Par un arrêt du 16 mai 2024, la cour a déclaré irrecevables les demandes de M. [N] [L] concernant l’omission de statuer et les demandes de condamnation à l’encontre de M. [I] [M]. Elle a confirmé la recevabilité de l’action en paiement de la SARL DS Développement contre M. [N] [L], tout en réformant le jugement initial qui avait débouté la société de ses demandes en paiement. La cour a réduit les sommes dues au titre de la clause pénale à un euro et a ordonné à la société de produire un décompte des sommes dues, en tenant compte des paiements effectués par M. [N] [L] et en appliquant un taux d’intérêt contractuel de 11 %.
Le 24 mai 2024, la société DS Développement a soumis un décompte. M. [N] [L] a ensuite notifié de nouvelles conclusions le 31 mai 2024, demandant l’annulation de la stipulation relative aux intérêts du prêt, l’application du taux d’intérêt légal, et le paiement d’une somme de 90 874,52 euros. Il a également contesté le décompte de la société, arguant qu’il violait les dispositions du code civil concernant la capitalisation des intérêts. La cour, statuant à nouveau, a débouté M. [N] [L] de toutes ses demandes et a condamné ce dernier à payer à la société DS Développement la somme de 400 000 euros, avec des intérêts au taux de 11 % depuis avril 2013, tout en appliquant la capitalisation des intérêts annuellement. M. [N] [L] a également été condamné à un euro au titre de la clause pénale et à payer des sommes en application de l’article 700 du code de procédure civile, ainsi qu’aux dépens. |
REPUBLIQUE FRANÇAISE
AU NOM DU PEUPLE FRANÇAIS
Au nom du Peuple Français
COUR D’APPEL DE DOUAI
CHAMBRE 8 SECTION 1
ARRÊT DU 17/10/2024
N° de MINUTE : 24/780
N° RG 21/02048 – N° Portalis DBVT-V-B7F-TRWP
Jugement rendu le 25 Février 2021 par le TJ hors JAF, JEX, JLD, J. EXPRO, JCP de Douai
APPELANT
Monsieur [P] [L]
né le [Date naissance 5] 1976 à [Localité 9] – de nationalité Française
[Adresse 2]
[Localité 7]
Représenté par Me Nicolas Drancourt, avocat au barreau de Lille, avocat constitué
INTIMÉS
Monsieur [N] [L]
né le [Date naissance 3] 1952 à [Localité 10] – de nationalité Française
[Adresse 8]
[Localité 1]
Représenté par Me Bernard Franchi, avocat au barreau de Douai, avocat constitué assisté de Me Philippe Samak, avocat au barreau de Nice, avocat plaidant
SARL DS Développement représentée par Monsieur [I] [M]
[Adresse 4]
[Localité 6]
Représentée par Me Florent Méreau, avocat au barreau de Lille, avocat constitué aux lieu et place de Me Etienne Chevalier, avocat
DÉBATS à l’audience publique du 12 juin 2024 tenue par Catherine Ménegaire magistrat chargé d’instruire le dossier qui a entendu seul(e) les plaidoiries, les conseils des parties ne s’y étant pas opposés et qui en a rendu compte à la cour dans son délibéré (article 805 du code de procédure civile).

· · · ·

» CONSIGNE
Transcrivez fidèlement, dans l'arrêt de la cour d'appel de Douai, le passage qui s'ouvre sur les mots « Par un arrêt » et s'achève sur « contractuel de 11 %. ». Les entrées ne jouent ici aucun rôle.

· · · ·

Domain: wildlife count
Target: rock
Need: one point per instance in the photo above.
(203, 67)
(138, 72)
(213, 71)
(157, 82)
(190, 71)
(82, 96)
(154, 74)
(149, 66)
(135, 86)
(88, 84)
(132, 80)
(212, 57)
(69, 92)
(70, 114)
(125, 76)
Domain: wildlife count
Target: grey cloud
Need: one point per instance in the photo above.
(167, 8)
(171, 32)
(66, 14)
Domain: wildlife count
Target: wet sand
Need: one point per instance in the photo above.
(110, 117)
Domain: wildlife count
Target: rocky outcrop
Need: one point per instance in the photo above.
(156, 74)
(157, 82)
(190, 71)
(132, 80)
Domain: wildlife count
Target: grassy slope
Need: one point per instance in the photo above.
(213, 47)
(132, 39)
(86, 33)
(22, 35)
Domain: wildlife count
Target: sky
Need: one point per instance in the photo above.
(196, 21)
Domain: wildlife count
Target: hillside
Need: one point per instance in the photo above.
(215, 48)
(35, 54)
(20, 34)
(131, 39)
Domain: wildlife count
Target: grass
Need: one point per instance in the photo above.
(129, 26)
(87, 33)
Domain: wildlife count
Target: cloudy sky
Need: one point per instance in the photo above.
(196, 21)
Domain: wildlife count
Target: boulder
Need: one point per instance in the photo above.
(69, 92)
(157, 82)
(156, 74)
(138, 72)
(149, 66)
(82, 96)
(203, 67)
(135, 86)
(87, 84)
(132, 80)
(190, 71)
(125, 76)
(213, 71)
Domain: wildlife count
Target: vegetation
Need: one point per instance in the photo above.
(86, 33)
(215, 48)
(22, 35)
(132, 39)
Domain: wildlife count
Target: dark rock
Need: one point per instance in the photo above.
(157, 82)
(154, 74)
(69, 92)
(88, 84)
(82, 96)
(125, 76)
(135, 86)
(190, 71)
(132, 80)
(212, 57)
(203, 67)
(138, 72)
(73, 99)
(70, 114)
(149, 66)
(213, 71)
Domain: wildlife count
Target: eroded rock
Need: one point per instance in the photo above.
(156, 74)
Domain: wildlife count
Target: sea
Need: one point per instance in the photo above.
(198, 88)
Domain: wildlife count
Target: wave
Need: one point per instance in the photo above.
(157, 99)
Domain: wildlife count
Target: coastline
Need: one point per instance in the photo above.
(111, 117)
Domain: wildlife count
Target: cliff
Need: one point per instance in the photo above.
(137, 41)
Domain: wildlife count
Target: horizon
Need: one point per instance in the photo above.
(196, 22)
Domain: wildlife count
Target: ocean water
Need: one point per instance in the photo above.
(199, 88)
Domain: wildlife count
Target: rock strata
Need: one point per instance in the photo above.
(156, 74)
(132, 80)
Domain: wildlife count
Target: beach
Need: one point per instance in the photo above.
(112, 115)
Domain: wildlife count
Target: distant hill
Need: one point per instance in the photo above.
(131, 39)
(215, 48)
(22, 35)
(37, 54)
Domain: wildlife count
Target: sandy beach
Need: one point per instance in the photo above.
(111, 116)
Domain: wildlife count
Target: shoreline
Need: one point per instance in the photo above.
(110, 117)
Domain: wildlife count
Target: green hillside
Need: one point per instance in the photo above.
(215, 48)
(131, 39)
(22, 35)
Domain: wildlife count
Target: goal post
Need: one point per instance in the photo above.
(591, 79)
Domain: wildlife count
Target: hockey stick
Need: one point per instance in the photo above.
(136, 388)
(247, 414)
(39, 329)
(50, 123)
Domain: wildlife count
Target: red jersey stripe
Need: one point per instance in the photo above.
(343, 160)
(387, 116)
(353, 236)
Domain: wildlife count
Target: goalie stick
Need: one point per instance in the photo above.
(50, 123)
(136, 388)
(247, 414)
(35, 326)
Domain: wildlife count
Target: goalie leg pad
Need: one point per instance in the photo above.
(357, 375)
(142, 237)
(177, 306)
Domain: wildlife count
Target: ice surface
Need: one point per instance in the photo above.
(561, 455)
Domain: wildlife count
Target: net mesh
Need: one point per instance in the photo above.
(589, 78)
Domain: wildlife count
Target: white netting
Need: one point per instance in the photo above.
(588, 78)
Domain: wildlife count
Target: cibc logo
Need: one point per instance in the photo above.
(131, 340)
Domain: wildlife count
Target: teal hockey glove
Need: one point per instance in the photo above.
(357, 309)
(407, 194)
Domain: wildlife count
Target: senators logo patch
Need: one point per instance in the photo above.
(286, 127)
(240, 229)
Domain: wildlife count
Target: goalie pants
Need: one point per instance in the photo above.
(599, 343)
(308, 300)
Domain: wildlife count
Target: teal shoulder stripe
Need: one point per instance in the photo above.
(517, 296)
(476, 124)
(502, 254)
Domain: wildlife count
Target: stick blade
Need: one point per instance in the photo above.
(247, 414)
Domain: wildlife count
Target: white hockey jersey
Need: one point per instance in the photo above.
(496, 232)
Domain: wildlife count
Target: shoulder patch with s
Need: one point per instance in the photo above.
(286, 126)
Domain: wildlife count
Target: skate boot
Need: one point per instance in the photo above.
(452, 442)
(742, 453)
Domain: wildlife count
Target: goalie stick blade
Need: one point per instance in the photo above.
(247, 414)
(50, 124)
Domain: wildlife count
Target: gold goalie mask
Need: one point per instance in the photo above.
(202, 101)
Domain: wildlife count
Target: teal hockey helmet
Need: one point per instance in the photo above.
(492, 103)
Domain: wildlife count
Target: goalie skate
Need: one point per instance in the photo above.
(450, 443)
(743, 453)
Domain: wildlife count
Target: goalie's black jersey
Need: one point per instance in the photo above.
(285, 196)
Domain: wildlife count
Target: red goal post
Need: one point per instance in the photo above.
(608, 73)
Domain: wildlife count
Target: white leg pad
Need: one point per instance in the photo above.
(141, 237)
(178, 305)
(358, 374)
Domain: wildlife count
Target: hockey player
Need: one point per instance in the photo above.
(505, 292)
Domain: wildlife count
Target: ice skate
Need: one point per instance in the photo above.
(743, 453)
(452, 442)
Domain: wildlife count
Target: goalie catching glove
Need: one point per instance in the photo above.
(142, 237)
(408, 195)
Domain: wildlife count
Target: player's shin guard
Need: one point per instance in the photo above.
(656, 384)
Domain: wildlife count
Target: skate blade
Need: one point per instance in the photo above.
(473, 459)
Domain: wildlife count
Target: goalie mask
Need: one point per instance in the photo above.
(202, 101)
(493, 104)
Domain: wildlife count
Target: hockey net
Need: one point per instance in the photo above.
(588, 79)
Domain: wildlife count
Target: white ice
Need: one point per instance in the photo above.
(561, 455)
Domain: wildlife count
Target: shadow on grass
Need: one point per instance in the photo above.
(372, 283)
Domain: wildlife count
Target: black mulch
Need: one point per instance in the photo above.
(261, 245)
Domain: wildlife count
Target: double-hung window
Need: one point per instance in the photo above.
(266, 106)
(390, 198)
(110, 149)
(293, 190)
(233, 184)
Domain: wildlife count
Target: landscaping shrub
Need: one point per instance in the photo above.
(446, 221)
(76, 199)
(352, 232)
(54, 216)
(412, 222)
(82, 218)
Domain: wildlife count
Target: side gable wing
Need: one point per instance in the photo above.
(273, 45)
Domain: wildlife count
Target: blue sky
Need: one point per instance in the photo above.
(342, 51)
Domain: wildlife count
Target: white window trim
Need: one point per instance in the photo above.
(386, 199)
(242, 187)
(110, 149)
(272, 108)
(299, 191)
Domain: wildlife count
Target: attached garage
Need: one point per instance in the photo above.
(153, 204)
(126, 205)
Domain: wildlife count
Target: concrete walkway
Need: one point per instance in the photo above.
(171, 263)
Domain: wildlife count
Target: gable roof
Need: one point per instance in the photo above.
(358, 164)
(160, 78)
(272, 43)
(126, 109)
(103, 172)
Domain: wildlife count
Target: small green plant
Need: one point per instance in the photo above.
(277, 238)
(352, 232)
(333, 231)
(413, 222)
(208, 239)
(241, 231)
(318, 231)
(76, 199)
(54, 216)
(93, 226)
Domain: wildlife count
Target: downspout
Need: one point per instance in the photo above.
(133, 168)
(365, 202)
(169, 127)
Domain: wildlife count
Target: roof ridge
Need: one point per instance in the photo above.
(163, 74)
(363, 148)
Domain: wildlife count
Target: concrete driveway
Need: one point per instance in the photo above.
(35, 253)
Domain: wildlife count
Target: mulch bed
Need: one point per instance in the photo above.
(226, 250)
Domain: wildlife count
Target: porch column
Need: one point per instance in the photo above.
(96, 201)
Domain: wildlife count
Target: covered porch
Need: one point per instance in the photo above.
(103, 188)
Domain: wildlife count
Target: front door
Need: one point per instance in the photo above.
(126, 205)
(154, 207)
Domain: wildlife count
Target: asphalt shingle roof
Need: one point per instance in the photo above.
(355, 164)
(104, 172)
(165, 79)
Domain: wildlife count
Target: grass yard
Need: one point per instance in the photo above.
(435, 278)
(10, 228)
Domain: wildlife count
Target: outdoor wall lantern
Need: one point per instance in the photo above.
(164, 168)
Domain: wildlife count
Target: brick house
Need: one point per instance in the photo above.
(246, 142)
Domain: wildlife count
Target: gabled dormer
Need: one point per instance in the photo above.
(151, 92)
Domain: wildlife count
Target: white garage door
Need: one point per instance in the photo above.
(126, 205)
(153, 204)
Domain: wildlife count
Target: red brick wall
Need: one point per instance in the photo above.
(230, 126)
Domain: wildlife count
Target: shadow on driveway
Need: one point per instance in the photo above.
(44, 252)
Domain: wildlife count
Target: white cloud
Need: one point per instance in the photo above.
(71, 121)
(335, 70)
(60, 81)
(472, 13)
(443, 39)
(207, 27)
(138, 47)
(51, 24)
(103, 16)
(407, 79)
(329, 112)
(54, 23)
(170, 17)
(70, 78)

· · · ·

» RÉPONSE ATTENDUE
Par un arrêt du 16 mai 2024, la cour a déclaré irrecevables les demandes de M. [N] [L] concernant l’omission de statuer et les demandes de condamnation à l’encontre de M. [I] [M]. Elle a confirmé la recevabilité de l’action en paiement de la SARL DS Développement contre M. [N] [L], tout en réformant le jugement initial qui avait débouté la société de ses demandes en paiement. La cour a réduit les sommes dues au titre de la clause pénale à un euro et a ordonné à la société de produire un décompte des sommes dues, en tenant compte des paiements effectués par M. [N] [L] et en appliquant un taux d’intérêt contractuel de 11 %.